*** Material shown

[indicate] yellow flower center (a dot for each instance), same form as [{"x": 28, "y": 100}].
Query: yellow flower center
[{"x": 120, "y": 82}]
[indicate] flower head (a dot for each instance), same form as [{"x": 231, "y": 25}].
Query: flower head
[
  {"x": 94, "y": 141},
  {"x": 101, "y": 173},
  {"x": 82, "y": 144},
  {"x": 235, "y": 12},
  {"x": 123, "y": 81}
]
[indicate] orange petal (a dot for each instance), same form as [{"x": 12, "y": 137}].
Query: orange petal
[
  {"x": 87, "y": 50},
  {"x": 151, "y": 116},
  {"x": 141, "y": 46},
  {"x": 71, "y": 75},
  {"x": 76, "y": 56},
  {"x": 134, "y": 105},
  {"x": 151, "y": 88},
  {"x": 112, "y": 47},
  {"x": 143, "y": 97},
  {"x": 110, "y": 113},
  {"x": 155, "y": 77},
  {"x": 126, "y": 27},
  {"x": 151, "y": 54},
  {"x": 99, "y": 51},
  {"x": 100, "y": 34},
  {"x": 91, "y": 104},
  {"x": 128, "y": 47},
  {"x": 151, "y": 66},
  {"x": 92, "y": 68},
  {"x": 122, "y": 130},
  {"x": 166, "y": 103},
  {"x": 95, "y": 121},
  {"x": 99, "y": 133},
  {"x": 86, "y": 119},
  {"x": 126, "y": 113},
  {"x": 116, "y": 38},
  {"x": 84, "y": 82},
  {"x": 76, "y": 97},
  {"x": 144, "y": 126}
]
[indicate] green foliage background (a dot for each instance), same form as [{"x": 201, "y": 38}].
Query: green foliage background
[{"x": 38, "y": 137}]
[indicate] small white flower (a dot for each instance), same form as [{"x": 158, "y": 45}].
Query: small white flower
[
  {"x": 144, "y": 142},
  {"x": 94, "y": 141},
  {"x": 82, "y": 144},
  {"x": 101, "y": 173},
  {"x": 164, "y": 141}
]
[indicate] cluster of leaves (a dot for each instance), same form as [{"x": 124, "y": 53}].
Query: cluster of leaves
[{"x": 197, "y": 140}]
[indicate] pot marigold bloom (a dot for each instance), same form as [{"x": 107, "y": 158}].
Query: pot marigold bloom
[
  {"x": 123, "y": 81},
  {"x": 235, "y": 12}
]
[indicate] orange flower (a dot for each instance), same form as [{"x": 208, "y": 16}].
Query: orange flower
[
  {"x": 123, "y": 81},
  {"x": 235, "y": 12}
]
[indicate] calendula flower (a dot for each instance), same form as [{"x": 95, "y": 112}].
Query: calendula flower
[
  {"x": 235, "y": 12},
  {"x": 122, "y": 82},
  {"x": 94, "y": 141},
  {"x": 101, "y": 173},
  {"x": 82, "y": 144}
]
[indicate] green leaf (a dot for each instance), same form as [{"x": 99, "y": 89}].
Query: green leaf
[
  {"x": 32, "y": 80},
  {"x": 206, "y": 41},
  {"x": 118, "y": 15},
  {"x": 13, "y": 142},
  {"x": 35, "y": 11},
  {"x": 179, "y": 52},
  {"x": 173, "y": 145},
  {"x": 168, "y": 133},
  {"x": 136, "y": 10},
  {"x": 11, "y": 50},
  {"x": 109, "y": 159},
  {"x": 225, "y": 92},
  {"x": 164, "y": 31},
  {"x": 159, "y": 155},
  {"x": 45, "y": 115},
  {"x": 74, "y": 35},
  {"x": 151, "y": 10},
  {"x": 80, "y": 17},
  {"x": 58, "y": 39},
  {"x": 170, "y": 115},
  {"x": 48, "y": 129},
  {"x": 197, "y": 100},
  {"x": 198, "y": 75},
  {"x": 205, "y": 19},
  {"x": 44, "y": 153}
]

******

◆ **Exercise description**:
Extract all the material, leaving every line as it is.

◆ **Task answer**:
[indicate] yellow flower center (a dot for each instance), same form as [{"x": 28, "y": 100}].
Query: yellow flower center
[{"x": 120, "y": 82}]
[indicate] flower head (a dot for each instance), same form as [{"x": 231, "y": 25}].
Query: flower head
[
  {"x": 94, "y": 141},
  {"x": 101, "y": 173},
  {"x": 82, "y": 144},
  {"x": 235, "y": 12},
  {"x": 123, "y": 81}
]
[indicate] orange petal (a dot for each instance), same form as [{"x": 12, "y": 137}].
Query: orange petal
[
  {"x": 87, "y": 50},
  {"x": 151, "y": 116},
  {"x": 141, "y": 46},
  {"x": 71, "y": 75},
  {"x": 76, "y": 56},
  {"x": 134, "y": 105},
  {"x": 151, "y": 88},
  {"x": 112, "y": 47},
  {"x": 143, "y": 97},
  {"x": 110, "y": 113},
  {"x": 155, "y": 77},
  {"x": 126, "y": 27},
  {"x": 151, "y": 54},
  {"x": 99, "y": 51},
  {"x": 100, "y": 34},
  {"x": 91, "y": 104},
  {"x": 128, "y": 47},
  {"x": 151, "y": 66},
  {"x": 92, "y": 68},
  {"x": 122, "y": 130},
  {"x": 166, "y": 103},
  {"x": 95, "y": 121},
  {"x": 99, "y": 133},
  {"x": 86, "y": 119},
  {"x": 126, "y": 113},
  {"x": 116, "y": 38},
  {"x": 84, "y": 82},
  {"x": 76, "y": 97},
  {"x": 144, "y": 126}
]
[indicate] green foliage background (a dot for each instance), same form as [{"x": 201, "y": 38}].
Query: green foliage background
[{"x": 38, "y": 137}]
[indicate] small white flower (a dot for each instance), same form as [{"x": 158, "y": 45}].
Query: small white flower
[
  {"x": 144, "y": 142},
  {"x": 94, "y": 141},
  {"x": 82, "y": 144},
  {"x": 101, "y": 173},
  {"x": 164, "y": 141}
]
[indicate] cluster of leaves (a dot for each instance), same form as [{"x": 124, "y": 53}].
Query: cluster of leaves
[{"x": 197, "y": 140}]
[indicate] pot marigold bloom (a dot for each instance), same form as [{"x": 107, "y": 158}].
Query: pot marigold bloom
[
  {"x": 123, "y": 81},
  {"x": 235, "y": 12}
]
[indicate] orange flower (a dot for each instance), same form as [{"x": 208, "y": 16}].
Query: orange flower
[
  {"x": 123, "y": 81},
  {"x": 235, "y": 12}
]
[indicate] calendula flower (a dot for each instance), same form as [{"x": 95, "y": 112}].
Query: calendula flower
[
  {"x": 235, "y": 12},
  {"x": 122, "y": 82},
  {"x": 94, "y": 141},
  {"x": 101, "y": 173},
  {"x": 82, "y": 144}
]
[indicate] green leaf (a dot for each instance), same form as [{"x": 99, "y": 89}].
Query: green leaf
[
  {"x": 32, "y": 80},
  {"x": 206, "y": 41},
  {"x": 118, "y": 15},
  {"x": 13, "y": 142},
  {"x": 35, "y": 11},
  {"x": 179, "y": 52},
  {"x": 173, "y": 145},
  {"x": 168, "y": 133},
  {"x": 136, "y": 10},
  {"x": 11, "y": 50},
  {"x": 109, "y": 159},
  {"x": 225, "y": 92},
  {"x": 164, "y": 31},
  {"x": 159, "y": 155},
  {"x": 45, "y": 115},
  {"x": 74, "y": 35},
  {"x": 151, "y": 10},
  {"x": 80, "y": 17},
  {"x": 58, "y": 39},
  {"x": 170, "y": 115},
  {"x": 48, "y": 129},
  {"x": 197, "y": 100},
  {"x": 198, "y": 75},
  {"x": 205, "y": 19},
  {"x": 44, "y": 153}
]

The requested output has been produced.